**WHAT YOU SHOULD DO**
The required lines are those that contain "green"; pull them out of the data and copy them.

== GIVEN DATA ==

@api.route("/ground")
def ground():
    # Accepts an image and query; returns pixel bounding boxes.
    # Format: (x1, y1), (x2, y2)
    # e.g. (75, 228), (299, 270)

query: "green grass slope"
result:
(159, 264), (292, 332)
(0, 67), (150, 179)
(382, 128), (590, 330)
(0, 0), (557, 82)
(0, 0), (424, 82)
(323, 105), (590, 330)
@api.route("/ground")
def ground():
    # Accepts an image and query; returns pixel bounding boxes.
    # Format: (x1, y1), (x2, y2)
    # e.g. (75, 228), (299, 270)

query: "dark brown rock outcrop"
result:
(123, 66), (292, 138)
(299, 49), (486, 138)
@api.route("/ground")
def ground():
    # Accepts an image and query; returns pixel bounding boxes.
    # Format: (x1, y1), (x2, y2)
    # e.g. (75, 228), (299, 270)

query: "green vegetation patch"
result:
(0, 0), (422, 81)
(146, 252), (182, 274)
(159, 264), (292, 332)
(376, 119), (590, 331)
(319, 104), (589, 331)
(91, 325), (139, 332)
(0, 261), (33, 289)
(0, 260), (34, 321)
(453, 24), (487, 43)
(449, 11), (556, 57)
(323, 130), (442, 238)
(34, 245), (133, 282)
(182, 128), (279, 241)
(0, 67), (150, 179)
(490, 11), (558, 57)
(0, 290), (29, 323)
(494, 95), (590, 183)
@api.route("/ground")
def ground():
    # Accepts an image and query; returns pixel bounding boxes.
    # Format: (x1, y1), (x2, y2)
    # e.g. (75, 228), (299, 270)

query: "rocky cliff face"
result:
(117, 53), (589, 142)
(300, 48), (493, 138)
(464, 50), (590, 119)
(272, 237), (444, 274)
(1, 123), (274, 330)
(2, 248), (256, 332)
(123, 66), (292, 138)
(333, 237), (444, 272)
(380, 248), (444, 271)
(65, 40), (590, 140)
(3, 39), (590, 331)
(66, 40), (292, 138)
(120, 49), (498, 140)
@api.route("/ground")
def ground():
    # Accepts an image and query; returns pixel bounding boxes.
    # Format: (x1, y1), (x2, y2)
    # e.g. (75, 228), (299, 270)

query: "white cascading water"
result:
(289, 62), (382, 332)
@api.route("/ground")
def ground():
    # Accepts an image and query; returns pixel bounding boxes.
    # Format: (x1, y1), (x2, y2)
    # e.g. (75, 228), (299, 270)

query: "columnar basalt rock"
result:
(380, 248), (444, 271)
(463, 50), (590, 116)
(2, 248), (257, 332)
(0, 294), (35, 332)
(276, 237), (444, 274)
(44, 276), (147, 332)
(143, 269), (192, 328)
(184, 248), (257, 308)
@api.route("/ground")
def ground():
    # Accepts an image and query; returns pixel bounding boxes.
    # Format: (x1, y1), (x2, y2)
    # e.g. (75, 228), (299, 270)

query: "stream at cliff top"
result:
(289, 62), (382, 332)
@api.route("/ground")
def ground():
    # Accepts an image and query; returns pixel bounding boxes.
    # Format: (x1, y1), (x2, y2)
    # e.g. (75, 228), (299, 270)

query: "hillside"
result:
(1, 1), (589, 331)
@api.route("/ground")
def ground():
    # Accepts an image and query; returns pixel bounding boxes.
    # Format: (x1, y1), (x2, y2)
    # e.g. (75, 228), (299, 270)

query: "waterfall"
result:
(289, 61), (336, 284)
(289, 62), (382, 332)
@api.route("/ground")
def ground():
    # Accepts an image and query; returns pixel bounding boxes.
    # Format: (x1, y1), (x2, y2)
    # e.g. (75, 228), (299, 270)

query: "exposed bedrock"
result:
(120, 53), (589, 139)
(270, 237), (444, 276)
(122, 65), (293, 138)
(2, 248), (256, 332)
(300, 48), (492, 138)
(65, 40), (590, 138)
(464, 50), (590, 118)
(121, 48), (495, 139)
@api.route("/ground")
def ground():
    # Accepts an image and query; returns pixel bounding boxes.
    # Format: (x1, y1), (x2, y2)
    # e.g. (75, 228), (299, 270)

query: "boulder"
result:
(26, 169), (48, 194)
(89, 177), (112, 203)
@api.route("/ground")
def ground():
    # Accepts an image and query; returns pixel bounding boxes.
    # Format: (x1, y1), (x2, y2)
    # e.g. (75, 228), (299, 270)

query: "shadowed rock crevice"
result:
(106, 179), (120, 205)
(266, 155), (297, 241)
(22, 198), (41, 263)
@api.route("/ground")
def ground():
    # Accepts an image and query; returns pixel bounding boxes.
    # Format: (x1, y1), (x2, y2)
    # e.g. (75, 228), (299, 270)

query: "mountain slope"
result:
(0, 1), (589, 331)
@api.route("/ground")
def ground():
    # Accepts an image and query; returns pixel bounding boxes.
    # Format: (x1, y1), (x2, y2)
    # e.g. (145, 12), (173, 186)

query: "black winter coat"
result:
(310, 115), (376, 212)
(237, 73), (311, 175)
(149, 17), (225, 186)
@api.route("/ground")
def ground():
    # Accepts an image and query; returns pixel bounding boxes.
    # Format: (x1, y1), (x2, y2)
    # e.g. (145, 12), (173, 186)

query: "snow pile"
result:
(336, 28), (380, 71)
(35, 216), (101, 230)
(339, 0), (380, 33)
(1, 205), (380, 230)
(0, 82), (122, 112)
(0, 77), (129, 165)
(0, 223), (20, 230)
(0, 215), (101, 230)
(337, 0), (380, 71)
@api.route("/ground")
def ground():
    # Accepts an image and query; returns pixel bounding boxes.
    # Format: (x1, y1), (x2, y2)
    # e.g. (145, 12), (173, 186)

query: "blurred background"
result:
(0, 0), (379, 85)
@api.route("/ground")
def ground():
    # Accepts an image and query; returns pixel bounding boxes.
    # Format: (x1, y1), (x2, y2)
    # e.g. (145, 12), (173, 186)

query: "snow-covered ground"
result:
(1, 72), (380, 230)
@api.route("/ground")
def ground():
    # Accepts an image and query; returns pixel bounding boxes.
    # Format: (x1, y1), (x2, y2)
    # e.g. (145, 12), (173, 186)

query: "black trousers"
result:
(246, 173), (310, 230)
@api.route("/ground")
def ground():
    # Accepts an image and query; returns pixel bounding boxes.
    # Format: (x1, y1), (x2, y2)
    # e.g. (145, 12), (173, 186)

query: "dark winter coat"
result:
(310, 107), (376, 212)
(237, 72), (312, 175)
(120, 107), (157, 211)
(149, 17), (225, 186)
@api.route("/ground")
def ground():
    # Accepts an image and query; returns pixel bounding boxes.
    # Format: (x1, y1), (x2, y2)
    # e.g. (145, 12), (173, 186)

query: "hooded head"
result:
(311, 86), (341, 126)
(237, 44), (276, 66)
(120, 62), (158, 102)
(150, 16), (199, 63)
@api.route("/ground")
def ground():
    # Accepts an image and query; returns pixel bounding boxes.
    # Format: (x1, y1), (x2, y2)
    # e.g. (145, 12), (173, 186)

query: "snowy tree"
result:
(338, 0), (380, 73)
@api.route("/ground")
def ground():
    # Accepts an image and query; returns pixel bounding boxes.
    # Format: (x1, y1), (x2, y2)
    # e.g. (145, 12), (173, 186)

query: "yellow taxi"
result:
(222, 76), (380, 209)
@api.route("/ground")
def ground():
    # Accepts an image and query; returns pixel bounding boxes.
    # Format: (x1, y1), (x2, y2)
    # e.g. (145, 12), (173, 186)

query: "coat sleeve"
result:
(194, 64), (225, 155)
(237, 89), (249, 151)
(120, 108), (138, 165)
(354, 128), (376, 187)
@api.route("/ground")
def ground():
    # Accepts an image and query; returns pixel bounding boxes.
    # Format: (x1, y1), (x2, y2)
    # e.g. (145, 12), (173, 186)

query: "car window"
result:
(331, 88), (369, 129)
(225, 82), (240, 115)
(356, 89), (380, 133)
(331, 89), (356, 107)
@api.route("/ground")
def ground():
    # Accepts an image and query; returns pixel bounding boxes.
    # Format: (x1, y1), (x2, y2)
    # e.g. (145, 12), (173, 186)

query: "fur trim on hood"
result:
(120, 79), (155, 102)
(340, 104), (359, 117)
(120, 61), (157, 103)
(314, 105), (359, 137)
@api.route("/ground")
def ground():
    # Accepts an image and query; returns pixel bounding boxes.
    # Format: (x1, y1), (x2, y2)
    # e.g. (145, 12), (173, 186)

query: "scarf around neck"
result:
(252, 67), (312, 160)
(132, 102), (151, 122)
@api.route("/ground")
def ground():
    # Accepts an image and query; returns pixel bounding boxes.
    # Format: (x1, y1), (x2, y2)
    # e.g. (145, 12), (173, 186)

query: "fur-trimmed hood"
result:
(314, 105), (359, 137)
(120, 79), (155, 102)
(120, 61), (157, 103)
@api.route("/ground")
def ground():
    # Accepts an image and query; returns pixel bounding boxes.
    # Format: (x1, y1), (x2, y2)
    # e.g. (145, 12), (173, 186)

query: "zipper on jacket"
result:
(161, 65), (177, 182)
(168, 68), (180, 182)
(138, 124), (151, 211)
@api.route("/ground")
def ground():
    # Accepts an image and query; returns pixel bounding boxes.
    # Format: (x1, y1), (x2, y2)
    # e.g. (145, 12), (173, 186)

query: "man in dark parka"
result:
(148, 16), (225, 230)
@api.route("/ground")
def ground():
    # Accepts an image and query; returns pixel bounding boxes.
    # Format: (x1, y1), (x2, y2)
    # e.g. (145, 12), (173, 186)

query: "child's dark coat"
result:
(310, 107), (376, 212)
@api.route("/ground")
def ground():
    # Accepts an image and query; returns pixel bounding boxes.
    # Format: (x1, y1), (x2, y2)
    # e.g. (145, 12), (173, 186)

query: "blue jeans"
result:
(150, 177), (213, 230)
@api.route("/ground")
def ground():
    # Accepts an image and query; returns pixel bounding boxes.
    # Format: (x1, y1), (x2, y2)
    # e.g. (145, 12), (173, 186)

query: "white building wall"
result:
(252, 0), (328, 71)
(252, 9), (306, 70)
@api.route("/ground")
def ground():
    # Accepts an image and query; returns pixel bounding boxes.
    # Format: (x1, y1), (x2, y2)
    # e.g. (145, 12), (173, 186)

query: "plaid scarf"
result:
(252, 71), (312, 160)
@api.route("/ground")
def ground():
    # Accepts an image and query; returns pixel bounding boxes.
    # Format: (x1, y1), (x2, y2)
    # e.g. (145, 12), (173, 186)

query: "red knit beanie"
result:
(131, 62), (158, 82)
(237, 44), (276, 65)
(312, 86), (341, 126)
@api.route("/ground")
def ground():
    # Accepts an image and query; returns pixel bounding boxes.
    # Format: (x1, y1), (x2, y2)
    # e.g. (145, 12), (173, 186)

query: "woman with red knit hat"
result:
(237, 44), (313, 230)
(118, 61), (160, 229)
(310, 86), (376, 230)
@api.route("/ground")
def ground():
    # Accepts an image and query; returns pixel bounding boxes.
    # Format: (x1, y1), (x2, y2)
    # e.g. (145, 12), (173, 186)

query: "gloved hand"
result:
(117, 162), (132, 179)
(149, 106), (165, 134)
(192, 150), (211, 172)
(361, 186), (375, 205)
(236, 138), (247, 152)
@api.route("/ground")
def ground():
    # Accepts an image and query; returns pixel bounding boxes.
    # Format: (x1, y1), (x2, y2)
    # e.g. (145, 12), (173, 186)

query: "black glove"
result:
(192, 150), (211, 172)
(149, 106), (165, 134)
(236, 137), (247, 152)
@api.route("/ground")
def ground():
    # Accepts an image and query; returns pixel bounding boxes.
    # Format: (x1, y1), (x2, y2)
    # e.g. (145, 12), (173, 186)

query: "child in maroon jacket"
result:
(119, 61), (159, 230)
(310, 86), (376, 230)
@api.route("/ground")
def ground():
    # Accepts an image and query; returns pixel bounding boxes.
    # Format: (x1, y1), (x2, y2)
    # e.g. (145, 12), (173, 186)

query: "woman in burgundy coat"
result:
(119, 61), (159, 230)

===

**RESPONSE AREA**
query: "green grass slope"
query: "green vegetation patch"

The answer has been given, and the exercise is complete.